*Written problem*. Could you rewrite everything from the item containing "Could you please indicate the hummingbird neck" down to the end of the items, with "hummingbird neck" changed to "hummingbird throat" and all else left unchanged?
________________________________________
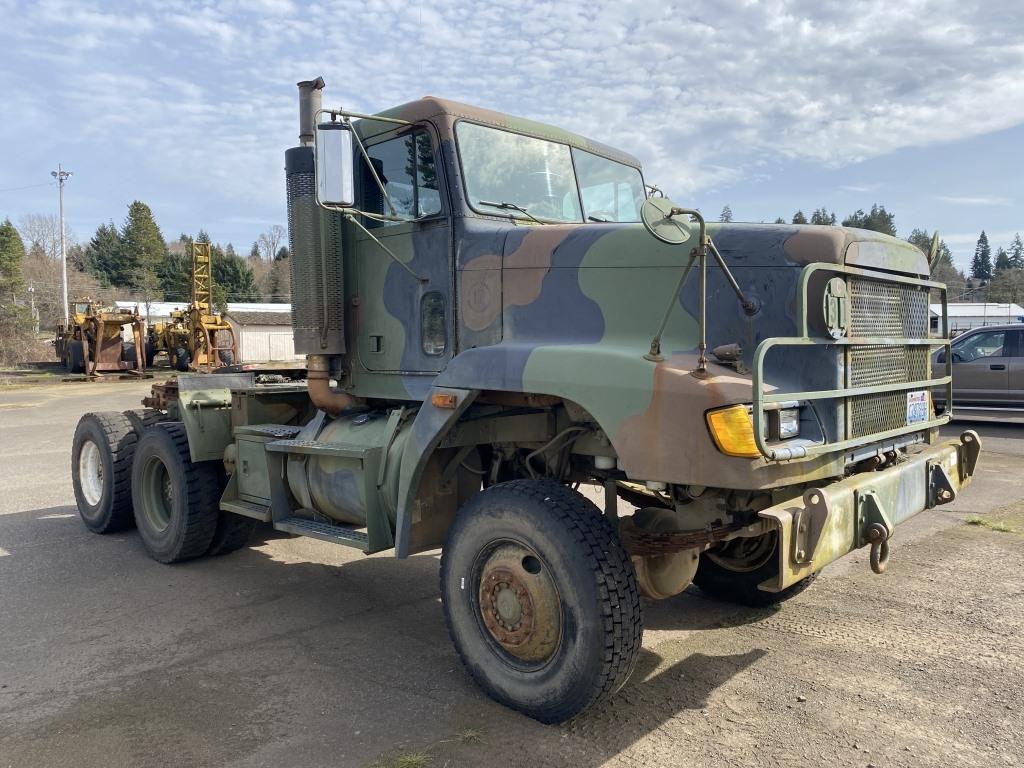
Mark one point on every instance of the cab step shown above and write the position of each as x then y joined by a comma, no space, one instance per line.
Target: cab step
325,531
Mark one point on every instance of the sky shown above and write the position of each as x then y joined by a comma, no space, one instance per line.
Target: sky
767,107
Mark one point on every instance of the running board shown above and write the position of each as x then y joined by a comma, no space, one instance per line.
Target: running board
325,531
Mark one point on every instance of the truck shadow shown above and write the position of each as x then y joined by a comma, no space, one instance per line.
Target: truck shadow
367,631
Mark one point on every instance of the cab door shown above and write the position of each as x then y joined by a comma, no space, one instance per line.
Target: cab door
403,315
981,365
1015,383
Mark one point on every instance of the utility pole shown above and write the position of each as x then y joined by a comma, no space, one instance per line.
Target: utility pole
60,175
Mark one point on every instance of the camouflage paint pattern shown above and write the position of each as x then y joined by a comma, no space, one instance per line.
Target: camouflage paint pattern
569,309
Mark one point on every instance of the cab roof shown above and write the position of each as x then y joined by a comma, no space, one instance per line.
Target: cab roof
431,108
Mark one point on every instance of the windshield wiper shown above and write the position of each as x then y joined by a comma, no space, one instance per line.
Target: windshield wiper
510,207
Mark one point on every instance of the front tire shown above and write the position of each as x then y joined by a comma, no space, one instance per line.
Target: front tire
731,571
175,500
541,598
100,469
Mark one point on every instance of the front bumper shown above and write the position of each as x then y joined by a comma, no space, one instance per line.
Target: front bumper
833,520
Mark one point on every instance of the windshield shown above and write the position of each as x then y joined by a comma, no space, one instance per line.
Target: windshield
534,178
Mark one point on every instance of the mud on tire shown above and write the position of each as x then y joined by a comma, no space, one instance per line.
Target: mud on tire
568,545
175,500
101,457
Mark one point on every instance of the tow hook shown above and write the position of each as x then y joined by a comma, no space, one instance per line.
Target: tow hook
878,537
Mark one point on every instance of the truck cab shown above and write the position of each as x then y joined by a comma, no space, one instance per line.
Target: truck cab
497,313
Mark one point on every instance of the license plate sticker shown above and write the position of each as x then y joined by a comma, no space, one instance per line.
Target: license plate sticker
916,408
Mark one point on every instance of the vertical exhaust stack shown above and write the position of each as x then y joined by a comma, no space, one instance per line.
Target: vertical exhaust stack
314,242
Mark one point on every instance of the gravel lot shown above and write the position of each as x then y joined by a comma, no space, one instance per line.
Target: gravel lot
278,655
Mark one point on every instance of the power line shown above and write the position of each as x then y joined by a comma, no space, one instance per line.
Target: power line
29,186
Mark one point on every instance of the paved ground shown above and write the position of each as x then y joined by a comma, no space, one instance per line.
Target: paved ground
279,656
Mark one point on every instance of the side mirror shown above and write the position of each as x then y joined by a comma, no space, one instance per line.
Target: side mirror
335,165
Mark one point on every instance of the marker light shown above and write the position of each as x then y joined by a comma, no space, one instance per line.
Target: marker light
732,430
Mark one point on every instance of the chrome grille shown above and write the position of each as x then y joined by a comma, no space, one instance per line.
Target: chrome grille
892,310
883,365
870,414
889,309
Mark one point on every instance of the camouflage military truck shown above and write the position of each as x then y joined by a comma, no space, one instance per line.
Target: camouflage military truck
497,313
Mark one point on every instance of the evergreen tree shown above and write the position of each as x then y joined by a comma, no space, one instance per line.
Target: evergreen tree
281,282
923,240
879,220
1001,260
143,245
981,265
11,258
104,256
175,276
1017,253
231,275
821,216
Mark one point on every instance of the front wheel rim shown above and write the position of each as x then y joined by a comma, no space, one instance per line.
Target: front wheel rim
90,473
518,605
158,495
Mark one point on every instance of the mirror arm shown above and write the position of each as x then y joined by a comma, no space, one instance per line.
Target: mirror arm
655,344
373,170
749,306
351,217
339,113
345,116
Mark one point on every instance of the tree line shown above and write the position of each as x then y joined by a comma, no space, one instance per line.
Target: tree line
881,220
135,257
131,261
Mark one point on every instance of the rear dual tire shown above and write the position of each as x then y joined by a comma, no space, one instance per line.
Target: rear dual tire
175,500
101,457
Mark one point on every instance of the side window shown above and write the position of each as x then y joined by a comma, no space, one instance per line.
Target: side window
406,168
433,336
976,346
1015,344
610,192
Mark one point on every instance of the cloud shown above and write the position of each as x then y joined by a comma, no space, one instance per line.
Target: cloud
980,200
702,92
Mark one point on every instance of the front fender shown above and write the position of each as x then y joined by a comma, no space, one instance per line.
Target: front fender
653,414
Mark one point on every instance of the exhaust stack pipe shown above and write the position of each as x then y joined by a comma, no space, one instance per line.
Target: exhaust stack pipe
309,104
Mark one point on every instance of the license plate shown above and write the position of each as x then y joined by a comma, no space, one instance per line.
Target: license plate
916,408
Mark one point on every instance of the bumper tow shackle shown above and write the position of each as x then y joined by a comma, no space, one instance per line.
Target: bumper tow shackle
878,537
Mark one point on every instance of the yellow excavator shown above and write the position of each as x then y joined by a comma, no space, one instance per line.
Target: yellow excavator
198,338
92,341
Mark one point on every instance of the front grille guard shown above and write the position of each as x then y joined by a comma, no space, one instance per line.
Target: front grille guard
764,401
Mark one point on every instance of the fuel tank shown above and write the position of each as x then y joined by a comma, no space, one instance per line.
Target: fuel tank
343,479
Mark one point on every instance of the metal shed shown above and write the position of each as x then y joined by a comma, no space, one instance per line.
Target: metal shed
262,336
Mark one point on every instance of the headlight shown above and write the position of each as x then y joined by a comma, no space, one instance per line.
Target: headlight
732,431
788,423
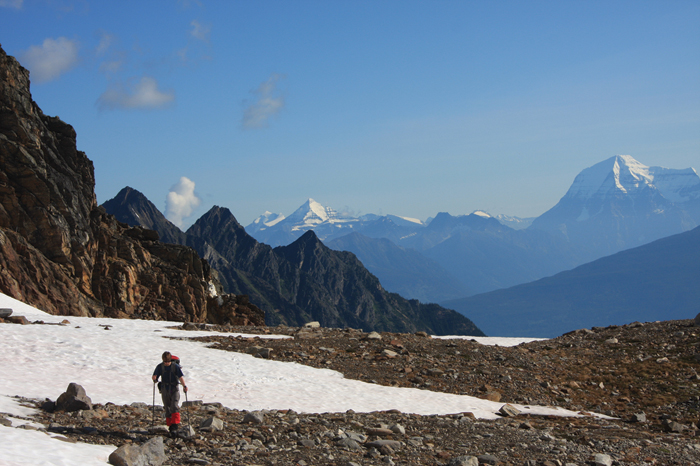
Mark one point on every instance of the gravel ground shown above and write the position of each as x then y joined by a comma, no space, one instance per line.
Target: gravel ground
643,375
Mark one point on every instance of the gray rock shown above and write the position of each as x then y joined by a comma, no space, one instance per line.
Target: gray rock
393,444
464,461
487,459
397,429
672,426
308,443
348,443
212,424
151,453
254,417
360,438
73,399
509,410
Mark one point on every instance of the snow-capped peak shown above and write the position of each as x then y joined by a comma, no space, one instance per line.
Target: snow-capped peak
624,174
266,220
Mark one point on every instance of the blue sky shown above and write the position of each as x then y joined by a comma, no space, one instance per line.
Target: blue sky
396,107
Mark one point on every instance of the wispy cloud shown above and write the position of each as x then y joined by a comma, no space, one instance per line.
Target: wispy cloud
269,103
17,4
106,41
181,201
52,58
200,31
142,94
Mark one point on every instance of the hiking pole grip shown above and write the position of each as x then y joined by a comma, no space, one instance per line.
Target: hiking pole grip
153,409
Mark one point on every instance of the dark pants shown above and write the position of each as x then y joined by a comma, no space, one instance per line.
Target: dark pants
171,399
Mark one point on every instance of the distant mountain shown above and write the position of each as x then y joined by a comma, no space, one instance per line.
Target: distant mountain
486,255
516,223
657,281
620,203
403,271
328,224
133,208
305,281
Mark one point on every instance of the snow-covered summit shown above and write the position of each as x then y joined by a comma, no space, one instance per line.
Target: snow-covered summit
624,174
266,220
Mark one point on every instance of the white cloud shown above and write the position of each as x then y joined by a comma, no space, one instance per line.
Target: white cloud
200,31
269,103
17,4
143,94
50,59
181,201
105,43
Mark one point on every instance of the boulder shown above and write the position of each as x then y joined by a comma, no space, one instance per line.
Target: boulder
254,417
508,410
151,453
17,320
212,424
73,399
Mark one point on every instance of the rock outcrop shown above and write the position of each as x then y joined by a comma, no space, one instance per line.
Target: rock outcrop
61,252
302,282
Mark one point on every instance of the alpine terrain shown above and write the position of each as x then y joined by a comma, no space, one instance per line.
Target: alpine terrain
295,284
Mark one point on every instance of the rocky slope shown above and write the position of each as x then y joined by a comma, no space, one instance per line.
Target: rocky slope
643,376
61,252
302,282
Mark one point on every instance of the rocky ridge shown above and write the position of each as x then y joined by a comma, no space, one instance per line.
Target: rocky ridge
62,253
304,281
642,375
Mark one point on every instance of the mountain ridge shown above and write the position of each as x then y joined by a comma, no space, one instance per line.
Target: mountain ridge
306,281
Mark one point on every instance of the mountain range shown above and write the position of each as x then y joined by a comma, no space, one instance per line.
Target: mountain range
656,281
614,205
294,284
61,252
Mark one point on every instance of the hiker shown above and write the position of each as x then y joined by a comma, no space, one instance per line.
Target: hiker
172,376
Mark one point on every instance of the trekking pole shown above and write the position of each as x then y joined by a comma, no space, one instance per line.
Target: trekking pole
188,410
153,410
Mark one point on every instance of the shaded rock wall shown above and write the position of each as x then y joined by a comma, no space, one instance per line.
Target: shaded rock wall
63,253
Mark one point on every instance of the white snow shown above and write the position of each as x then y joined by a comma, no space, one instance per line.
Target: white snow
114,358
622,173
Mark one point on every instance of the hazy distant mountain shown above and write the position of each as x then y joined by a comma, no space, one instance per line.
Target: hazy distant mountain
486,255
516,223
303,281
657,281
620,203
327,223
403,271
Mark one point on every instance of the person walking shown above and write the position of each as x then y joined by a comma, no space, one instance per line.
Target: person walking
171,377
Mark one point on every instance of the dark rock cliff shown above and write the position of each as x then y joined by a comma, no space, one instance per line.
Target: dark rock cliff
62,253
305,281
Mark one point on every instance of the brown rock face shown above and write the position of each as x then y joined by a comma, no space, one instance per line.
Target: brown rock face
62,253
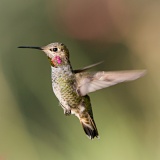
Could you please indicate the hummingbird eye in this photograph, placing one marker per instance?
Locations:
(54, 49)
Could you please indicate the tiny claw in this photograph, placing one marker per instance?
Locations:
(67, 112)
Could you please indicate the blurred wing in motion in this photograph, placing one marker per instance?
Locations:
(87, 68)
(89, 82)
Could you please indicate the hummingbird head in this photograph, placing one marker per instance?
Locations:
(57, 53)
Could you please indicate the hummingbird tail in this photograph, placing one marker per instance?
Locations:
(89, 127)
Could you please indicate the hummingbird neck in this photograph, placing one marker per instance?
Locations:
________________________________________
*Answer to the problem*.
Could you please indicate the hummingbird throat in this photograph, placing one marker per instance?
Locations:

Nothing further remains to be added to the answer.